**** Fuente ****

Pero cada vez que en el magín de uno está tomando cuerpo la anécdota burbujeante que distraería al ceñudo lector, precisamente la realidad se encarga de frustrar el anhelo lúdicro con un torrentoso flujo de números rojos, que ya abarrotan el archivo del escribano. ¿Una muestra? «La crisis global, que ha arrastrado al crecimiento económico al nivel más bajo desde la Segunda Guerra Mundial, podría dejar 50 millones de nuevos desempleados…»
Caramba, no importa que uno, incurable socialista de inspiración y credo marxistas, se vea tentado a solazarse con noticias como las que siguen: «La empresa automotriz Ford cerró 2008 con la peor pérdida de su historia: 14 mil 600 millones de dólares; Toshiba concluye el año con tres mil 100 millones menos; la economía de Estados Unidos registró una contracción del 3,8 por ciento, la mayor en cinco lustros, al crecer apenas 1,3 por ciento, menor que el porcentaje, de 2, reportado en 2007, cuando se constató el incremento más lento desde la pasada recesión, en 2001…» No importa, no. Creo que difícil le resultará alegrarse incluso al más acérrimo impugnador del status quo, entre otras razones porque la debacle económica y financiera que comenzó en USA y medra cual alud de nieve, tirando del orbe industrializado, se hace sentir con vigor impar en los países subdesarrollados y en los sectores más frágiles de la humanidad.

****

Instrucciones de tarea:
Prosigue el texto sobre la crisis económica global justo después de su última oración. Los datos no hacen falta aquí.

**** Entradas ****

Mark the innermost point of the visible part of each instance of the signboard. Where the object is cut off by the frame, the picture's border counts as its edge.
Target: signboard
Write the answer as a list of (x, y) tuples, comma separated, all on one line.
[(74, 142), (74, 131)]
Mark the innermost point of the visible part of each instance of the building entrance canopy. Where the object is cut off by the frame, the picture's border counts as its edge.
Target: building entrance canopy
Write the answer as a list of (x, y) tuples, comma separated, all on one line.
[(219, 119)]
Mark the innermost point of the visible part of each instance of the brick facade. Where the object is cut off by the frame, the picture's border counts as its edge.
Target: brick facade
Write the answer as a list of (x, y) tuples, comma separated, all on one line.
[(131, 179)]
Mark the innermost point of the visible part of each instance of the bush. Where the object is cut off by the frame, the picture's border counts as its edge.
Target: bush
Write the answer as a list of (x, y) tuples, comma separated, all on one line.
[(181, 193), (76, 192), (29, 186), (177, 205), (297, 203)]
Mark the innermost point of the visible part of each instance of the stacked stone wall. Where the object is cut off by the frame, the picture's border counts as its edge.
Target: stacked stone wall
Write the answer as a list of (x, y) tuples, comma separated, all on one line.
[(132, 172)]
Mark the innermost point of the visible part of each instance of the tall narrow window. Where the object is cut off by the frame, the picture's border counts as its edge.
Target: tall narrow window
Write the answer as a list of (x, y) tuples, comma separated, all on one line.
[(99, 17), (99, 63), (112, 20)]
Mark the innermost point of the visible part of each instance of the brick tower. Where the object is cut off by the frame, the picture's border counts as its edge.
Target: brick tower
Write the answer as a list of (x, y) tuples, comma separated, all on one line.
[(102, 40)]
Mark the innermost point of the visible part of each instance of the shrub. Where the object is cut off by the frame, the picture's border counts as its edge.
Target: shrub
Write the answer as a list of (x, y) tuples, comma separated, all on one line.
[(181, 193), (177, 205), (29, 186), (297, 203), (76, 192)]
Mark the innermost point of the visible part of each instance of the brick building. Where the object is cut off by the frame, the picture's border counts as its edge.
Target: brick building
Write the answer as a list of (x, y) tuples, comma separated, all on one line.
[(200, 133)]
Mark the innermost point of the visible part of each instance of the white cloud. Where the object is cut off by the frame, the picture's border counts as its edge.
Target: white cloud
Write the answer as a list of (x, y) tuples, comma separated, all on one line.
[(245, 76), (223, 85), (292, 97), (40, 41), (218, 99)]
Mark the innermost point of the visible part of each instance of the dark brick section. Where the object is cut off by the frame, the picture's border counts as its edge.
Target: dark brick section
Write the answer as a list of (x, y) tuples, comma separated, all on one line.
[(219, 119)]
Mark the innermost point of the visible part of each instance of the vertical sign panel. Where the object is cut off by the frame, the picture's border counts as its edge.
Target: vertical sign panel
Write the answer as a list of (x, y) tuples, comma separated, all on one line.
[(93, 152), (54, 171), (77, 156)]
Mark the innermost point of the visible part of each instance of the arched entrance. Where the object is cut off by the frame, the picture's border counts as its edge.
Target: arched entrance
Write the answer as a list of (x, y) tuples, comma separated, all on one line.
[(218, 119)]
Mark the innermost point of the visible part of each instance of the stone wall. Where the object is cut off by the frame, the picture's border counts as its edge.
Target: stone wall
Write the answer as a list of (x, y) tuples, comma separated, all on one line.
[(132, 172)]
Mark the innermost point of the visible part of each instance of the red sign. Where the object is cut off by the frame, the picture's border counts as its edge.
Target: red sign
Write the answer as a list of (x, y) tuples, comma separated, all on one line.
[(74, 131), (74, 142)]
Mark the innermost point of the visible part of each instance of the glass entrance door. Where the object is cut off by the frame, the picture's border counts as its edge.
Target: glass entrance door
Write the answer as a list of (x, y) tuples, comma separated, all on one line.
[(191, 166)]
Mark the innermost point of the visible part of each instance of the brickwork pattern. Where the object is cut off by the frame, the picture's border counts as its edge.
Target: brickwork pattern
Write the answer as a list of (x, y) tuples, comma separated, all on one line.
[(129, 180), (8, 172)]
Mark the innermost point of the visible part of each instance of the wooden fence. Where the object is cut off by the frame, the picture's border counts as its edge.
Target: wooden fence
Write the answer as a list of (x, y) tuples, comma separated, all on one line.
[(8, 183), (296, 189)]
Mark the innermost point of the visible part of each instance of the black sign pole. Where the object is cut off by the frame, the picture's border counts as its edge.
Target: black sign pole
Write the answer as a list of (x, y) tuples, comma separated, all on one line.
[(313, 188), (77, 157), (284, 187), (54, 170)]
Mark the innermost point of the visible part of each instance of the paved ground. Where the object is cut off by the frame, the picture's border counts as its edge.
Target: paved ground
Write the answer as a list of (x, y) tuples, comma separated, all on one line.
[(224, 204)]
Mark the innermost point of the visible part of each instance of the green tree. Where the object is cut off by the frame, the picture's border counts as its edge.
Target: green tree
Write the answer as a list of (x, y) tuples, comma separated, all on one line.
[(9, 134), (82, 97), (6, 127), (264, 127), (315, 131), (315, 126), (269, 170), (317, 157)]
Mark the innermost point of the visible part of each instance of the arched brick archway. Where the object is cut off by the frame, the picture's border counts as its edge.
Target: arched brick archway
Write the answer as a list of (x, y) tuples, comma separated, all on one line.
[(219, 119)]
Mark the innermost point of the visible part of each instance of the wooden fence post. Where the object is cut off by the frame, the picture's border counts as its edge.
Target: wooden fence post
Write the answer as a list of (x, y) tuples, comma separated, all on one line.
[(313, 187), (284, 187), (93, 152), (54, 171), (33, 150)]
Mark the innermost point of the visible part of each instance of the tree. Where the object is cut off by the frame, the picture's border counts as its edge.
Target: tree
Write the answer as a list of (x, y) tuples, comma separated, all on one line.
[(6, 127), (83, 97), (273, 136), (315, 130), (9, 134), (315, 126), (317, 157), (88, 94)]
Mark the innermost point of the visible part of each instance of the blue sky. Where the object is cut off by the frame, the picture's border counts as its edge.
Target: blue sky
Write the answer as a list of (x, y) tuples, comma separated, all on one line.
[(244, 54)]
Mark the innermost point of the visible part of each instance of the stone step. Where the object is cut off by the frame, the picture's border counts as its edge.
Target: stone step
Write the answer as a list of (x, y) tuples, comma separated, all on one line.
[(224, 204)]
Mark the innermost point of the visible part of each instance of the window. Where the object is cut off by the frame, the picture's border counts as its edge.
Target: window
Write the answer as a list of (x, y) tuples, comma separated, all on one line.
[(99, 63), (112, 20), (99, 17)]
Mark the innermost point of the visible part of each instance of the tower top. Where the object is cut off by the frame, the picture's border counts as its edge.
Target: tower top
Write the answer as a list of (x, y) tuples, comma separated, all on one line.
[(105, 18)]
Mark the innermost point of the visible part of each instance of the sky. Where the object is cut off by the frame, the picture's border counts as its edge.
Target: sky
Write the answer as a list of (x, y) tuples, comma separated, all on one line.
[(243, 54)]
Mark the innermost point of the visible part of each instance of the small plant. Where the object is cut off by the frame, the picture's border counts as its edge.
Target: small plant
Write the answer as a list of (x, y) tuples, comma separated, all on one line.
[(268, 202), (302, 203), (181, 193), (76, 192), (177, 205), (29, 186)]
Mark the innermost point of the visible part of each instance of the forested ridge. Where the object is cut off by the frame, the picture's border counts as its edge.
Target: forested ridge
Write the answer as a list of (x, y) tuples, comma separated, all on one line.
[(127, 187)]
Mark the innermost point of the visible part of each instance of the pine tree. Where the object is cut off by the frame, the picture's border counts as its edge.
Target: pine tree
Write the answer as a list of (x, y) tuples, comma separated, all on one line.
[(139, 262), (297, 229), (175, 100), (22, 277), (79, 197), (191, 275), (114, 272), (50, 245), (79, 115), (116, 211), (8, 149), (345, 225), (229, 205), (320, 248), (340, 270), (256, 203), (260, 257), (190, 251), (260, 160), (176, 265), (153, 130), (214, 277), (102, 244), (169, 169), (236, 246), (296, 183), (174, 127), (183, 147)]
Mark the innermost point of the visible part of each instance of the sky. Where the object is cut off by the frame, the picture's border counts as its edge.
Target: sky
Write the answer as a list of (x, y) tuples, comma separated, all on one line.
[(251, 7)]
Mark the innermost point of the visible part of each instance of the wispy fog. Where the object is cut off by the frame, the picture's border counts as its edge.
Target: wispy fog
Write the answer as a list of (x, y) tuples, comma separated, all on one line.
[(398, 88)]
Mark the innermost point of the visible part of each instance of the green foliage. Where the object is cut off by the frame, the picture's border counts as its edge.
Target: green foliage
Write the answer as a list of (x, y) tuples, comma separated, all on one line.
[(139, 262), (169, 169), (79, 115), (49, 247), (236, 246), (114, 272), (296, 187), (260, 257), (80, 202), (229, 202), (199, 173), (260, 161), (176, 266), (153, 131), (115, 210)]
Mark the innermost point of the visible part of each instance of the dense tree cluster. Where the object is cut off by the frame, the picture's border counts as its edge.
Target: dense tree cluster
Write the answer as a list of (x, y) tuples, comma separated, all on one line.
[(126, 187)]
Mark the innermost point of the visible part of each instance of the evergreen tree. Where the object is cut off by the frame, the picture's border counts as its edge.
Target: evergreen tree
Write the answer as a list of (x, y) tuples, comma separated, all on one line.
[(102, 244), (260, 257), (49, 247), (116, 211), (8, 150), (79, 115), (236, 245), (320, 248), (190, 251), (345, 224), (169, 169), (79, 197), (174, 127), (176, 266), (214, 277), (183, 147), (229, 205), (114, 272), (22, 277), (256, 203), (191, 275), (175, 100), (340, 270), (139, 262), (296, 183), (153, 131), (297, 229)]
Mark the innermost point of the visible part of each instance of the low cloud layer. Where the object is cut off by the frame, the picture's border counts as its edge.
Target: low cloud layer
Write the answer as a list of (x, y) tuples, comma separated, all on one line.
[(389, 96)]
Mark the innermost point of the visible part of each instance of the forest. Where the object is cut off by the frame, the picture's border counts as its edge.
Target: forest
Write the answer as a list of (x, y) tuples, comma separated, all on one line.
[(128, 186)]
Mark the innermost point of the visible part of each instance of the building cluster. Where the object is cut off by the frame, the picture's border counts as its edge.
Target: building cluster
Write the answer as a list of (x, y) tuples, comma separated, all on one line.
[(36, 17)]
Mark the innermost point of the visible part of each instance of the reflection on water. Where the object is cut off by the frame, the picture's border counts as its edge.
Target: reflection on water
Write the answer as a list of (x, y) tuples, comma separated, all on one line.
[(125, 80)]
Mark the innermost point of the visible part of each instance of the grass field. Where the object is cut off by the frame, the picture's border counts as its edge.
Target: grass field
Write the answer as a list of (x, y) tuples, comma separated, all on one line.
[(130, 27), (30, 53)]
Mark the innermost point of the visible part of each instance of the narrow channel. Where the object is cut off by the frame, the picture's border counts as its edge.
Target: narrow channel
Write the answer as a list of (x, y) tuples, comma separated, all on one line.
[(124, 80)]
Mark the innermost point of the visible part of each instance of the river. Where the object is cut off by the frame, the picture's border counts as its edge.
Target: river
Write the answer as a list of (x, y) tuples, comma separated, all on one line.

****

Respuesta del ejercicio:
Y de sobra se sabe que los desafueros de los menos, los pudientes, repercuten entre los más, los «condenados de la Tierra» al decir de Frantz Fanon, con mucha más fuerza que el eco enclaustrado. No en vano la Comisión Económica para América Latina y el Caribe (CEPAL) ha asegurado que la ampliación del desempleo y la caída de las remesas en 2009, a expensas de la desaceleración mundial, golpearán a los hogares más pobres de la región, cuyo crecimiento se contraerá de 4,6 por ciento en 2008 a 1,9 por ciento en 2009, mientras el desempleo se elevará de 7,8 a 8,1 por ciento en el mismo lapso y las remesas rodarán por el suelo, junto con los ingresos por exportaciones.
Ahora, pensándolo mejor, sí que hay pábulo para la esperanza trasuntada al menos en sonrisa tímida -ojalá alguna vez lográramos provocarlas-, pues, como asevera el académico francés Alain Bihr, el agravamiento de la situación económica abre la posibilidad de una ruptura revolucionaria que, ojo, dependerá de la capacidad de lucha de las capas populares. De esas mismas a las cuales «la burguesía y los gobiernos que defienden sus intereses tratarán (tratan) de hacer pagar los platos rotos» por una crisis que se remonta a la conmoción petrolera de la década de los setenta (siglo XX, claro), ha transitado por varias fases y, a todas luces, acaba de entrar en una nueva etapa, con los recientes desastres financieros y bancarios.
No yerra nuestra fuente al sentenciar que, si esa capacidad deviene suficiente, el capitalismo tiene sobrados motivos para inquietarse – hasta la paranoia, agregamos -, aun en el caso de que la partición de la riqueza de manera más favorable a los estratos populares suplante a la revolución, única cura radical de tanta injusticia acumulada.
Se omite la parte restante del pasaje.